→ **Objective**: Render the stretch of the items below that opens with the line containing "Draw a bounding box tightly around each garden" and closes with the line containing "[607,154,640,248]", both of those lines included, as a numbered list with any blank lines omitted.

━━ Data shown

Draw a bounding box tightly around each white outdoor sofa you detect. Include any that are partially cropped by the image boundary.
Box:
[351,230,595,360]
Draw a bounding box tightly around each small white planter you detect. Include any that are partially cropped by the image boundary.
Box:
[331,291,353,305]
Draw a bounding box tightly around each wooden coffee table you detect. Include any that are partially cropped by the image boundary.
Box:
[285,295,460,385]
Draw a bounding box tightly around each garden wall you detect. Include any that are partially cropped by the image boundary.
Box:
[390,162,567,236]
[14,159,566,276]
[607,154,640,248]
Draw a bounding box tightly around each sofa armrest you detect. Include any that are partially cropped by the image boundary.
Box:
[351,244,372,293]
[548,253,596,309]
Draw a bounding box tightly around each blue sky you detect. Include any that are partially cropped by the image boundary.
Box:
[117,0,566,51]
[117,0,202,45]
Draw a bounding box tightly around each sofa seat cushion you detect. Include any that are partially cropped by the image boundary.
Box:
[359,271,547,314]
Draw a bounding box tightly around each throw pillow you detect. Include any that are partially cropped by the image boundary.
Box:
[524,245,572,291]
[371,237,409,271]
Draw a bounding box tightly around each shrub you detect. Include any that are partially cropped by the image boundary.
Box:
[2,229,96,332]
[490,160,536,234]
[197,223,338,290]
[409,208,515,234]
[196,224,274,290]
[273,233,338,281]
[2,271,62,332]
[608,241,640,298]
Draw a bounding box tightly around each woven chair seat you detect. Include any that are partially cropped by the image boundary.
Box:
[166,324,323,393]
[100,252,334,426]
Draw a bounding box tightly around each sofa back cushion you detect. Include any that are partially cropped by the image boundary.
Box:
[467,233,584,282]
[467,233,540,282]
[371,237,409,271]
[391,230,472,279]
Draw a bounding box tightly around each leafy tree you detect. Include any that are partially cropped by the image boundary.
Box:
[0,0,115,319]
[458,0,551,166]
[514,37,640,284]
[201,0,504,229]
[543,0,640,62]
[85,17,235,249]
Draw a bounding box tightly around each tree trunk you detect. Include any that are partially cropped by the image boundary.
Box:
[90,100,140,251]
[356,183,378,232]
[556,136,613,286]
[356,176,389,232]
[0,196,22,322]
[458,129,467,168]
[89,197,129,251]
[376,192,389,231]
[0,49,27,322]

━━━━

→ **Exercise solution**:
1. Draw a bounding box tightly around each garden wall you detect. Include any that are partially cropped by the image boundary.
2. Box:
3. [390,162,567,236]
4. [14,159,566,276]
5. [607,154,640,248]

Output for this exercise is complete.